ACTIVITY: Below are the entries; give again exactly the lines from the one mentioning "# test: mark the green leaf, one" through the one mentioning "# test: mark the bouquet", inclusive.

DATA FOR PROCESSING Block Start

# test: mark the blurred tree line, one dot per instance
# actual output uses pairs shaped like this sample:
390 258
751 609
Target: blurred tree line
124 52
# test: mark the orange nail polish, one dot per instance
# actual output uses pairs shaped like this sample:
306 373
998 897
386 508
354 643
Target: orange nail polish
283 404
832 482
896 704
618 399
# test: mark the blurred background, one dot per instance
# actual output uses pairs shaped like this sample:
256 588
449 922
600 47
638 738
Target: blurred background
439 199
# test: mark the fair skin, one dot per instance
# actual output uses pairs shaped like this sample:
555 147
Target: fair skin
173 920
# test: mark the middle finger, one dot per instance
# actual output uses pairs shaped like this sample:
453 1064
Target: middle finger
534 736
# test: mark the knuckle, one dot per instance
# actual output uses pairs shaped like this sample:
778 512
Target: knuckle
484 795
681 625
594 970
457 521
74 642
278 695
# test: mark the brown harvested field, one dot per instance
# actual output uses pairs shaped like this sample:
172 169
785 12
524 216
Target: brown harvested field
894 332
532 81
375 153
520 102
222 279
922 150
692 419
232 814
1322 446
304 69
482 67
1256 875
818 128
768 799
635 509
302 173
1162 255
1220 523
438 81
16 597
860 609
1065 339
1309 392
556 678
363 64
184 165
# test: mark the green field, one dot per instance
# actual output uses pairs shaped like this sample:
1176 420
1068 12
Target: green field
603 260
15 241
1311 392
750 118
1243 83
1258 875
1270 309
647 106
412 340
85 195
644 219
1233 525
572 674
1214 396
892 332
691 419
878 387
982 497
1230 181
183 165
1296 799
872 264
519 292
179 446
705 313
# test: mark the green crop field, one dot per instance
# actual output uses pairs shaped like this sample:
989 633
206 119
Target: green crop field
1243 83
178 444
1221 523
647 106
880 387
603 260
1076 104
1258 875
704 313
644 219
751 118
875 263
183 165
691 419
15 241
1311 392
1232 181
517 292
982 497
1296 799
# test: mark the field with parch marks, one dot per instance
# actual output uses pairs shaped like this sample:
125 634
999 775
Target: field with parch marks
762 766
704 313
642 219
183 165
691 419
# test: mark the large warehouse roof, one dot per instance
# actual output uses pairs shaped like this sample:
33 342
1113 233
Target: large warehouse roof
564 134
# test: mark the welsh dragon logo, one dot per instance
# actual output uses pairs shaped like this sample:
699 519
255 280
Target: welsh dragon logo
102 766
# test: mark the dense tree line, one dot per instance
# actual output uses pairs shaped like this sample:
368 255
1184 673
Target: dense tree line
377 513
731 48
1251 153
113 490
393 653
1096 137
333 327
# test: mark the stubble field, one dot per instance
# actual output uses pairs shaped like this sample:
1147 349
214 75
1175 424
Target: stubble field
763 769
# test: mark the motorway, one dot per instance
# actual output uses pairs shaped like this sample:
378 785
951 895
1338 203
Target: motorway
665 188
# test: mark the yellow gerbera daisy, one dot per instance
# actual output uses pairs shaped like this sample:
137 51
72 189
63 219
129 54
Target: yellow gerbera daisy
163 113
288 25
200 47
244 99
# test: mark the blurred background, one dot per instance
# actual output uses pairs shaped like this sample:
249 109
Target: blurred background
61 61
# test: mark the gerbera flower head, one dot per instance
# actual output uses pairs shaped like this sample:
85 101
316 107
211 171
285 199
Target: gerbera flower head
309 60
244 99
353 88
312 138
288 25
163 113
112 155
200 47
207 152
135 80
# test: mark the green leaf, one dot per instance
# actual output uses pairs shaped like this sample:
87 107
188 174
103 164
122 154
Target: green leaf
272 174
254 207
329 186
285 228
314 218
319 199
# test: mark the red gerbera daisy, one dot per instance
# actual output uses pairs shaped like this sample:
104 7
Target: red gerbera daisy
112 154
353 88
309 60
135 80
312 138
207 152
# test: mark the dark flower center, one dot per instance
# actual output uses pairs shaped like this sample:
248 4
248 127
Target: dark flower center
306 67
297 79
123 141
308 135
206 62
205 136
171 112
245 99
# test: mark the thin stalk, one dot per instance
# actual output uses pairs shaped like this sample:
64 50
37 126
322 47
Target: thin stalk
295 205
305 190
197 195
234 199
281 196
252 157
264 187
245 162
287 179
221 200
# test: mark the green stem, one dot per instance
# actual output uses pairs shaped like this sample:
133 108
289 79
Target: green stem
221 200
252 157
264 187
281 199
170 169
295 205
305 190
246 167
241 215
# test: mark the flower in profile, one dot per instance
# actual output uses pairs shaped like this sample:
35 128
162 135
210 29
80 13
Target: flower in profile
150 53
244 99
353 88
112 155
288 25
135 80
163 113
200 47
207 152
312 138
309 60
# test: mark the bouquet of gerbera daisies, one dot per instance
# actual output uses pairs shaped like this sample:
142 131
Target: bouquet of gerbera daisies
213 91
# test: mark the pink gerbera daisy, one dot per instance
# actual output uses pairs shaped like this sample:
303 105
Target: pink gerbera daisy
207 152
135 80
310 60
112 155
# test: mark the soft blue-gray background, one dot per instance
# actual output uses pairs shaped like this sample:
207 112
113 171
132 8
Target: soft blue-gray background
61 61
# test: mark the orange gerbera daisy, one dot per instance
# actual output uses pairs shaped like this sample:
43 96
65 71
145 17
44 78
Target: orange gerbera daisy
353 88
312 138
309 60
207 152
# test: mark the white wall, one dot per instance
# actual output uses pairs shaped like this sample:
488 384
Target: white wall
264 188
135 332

DATA FOR PROCESSING Block End
DATA FOR PROCESSING Block Start

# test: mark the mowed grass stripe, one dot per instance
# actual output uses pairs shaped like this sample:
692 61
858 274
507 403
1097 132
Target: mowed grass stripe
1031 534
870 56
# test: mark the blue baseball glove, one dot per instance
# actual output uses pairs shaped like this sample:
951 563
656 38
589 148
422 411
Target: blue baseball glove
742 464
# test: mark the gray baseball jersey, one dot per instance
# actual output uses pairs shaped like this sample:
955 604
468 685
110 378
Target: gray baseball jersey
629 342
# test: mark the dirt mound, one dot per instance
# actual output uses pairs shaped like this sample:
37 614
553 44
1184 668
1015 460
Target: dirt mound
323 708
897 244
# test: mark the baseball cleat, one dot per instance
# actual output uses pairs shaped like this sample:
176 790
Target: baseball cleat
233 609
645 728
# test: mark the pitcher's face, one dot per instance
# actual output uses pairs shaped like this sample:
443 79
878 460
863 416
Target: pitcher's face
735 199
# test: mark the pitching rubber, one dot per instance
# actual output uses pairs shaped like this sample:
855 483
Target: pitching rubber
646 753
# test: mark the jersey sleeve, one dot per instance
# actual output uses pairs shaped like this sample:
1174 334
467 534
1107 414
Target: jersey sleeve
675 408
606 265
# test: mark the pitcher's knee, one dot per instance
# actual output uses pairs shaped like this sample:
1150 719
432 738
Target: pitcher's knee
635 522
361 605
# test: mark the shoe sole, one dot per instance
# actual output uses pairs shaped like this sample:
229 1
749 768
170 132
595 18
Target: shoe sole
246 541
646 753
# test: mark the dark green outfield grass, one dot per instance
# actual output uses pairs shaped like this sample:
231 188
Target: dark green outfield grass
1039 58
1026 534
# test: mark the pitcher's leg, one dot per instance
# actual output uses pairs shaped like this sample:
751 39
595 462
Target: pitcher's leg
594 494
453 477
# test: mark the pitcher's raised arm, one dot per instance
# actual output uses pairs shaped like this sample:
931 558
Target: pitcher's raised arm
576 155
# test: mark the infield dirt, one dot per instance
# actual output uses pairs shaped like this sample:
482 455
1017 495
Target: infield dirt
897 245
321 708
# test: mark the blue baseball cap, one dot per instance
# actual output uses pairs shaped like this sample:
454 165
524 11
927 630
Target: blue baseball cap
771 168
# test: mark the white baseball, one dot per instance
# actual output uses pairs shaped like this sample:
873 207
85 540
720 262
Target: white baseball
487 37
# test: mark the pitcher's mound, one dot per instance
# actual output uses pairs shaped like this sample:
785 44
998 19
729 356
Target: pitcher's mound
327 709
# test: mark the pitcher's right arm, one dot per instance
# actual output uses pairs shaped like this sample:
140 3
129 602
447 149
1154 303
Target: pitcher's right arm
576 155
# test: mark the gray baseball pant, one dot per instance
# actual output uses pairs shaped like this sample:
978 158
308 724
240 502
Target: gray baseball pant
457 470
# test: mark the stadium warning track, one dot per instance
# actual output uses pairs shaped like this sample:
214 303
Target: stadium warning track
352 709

DATA FOR PROCESSING Block End

SOLUTION TO THIS PROBLEM:
# test: mark the green leaf, one dot per instance
# actual output uses pairs shaped like this sample:
87 107
188 174
103 164
122 154
Target: green leaf
272 174
254 207
329 186
285 228
314 218
319 199
# test: mark the red gerbera daisy, one dot per instance
# actual output uses pairs shaped like this sample:
104 7
Target: red gerbera daisy
112 154
353 88
309 60
135 80
312 138
207 152
# test: mark the dark flower center, one dot per instance
# actual output uses pairs shaped like this sample:
248 4
248 127
Target: dark flower center
306 67
297 79
123 141
308 135
206 62
205 136
171 112
245 99
# test: mark the thin stalk, one dot per instance
# actual output uses pairs shaped like this sample:
64 50
37 126
322 47
Target: thin stalk
295 205
305 190
197 195
234 199
281 196
252 157
264 187
245 162
287 179
221 200
# test: mark the green stem, one dot per instance
# actual output uses pairs shaped like this sample:
133 108
289 79
Target: green stem
221 200
252 157
264 187
281 199
170 169
295 205
305 190
246 167
241 215
# test: mark the flower in profile, one dot per instance
# actual output uses pairs shaped like this sample:
35 128
162 135
210 29
80 13
Target: flower in profile
150 53
244 99
353 88
112 155
288 25
135 80
163 113
200 47
207 152
312 138
309 60
# test: mark the bouquet of gerbera daisies, one dot per instance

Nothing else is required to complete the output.